+++ Stored data

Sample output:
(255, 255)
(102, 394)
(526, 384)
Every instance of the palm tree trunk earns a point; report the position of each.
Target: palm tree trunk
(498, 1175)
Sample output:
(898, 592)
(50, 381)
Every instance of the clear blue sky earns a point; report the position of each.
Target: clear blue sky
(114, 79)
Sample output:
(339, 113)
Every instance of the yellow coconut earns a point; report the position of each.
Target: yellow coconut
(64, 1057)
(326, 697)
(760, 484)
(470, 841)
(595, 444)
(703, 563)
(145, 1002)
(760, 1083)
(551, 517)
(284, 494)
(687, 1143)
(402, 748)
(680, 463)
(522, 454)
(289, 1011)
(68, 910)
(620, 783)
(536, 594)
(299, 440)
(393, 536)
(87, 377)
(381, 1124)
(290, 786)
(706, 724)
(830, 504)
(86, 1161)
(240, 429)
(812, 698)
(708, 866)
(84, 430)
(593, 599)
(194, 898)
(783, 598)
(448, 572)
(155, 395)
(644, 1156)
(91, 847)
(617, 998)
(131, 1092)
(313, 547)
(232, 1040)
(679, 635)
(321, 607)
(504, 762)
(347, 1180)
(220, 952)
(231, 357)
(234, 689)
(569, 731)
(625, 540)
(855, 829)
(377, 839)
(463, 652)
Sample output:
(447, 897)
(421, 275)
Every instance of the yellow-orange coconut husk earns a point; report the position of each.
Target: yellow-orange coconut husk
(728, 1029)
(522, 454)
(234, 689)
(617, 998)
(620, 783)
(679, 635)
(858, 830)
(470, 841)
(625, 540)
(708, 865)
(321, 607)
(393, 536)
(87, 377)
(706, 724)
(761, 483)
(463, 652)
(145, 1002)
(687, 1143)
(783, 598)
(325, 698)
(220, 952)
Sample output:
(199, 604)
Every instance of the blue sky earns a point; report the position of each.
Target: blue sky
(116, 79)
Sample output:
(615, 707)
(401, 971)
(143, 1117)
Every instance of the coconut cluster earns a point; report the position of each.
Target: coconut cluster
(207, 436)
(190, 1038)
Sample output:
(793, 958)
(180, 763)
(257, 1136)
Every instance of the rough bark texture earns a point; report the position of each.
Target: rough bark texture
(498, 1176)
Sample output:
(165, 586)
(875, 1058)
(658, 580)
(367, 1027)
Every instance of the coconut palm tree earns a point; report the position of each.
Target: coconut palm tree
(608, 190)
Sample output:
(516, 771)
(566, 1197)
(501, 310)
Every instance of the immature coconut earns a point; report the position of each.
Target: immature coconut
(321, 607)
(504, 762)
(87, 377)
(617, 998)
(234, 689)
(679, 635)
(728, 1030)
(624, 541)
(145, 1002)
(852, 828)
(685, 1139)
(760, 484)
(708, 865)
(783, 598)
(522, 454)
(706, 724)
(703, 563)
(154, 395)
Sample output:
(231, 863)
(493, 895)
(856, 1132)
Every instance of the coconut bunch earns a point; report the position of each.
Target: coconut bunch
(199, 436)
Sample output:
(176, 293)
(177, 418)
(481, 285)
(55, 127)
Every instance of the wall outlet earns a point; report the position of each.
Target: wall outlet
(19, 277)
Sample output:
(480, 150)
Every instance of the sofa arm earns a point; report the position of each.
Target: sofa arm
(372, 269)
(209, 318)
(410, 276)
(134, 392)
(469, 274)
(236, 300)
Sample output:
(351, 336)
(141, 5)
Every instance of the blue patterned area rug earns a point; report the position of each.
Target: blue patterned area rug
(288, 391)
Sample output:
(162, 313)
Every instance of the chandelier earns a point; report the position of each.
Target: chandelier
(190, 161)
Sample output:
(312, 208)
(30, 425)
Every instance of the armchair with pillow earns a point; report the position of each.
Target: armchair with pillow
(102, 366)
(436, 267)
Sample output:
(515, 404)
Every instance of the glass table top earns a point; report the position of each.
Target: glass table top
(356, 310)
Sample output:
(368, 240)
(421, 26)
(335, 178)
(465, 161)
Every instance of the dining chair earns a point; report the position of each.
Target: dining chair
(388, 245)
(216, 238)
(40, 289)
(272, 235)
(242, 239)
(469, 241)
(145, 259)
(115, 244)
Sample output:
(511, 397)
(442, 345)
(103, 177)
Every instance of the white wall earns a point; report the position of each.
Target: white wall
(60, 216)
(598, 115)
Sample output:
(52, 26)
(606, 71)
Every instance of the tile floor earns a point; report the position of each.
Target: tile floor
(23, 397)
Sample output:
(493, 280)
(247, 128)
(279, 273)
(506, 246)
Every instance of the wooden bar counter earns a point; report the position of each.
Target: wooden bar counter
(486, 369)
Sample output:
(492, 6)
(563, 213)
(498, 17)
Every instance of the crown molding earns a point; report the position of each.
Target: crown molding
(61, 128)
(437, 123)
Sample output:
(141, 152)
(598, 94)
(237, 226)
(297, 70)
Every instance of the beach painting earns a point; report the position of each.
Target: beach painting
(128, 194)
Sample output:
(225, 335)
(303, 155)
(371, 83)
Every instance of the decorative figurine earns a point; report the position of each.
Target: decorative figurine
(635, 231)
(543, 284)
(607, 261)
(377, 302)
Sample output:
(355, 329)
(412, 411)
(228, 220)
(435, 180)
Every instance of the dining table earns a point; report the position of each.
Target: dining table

++++++

The line with "Every instance of the yellow coconut" marks the end; reproduce exactly every line from the start of the entries up to it, that line included.

Sample output:
(255, 255)
(102, 394)
(526, 384)
Every instance of the palm tree trunk earns a point; report the position of each.
Target: palm tree trunk
(498, 1175)
Sample output:
(898, 592)
(50, 381)
Every instance of the clear blue sky earns a point; report the position of each.
Target: clear blue sky
(114, 79)
Sample output:
(339, 113)
Every instance of the yellow coconut earns a point; report the position of each.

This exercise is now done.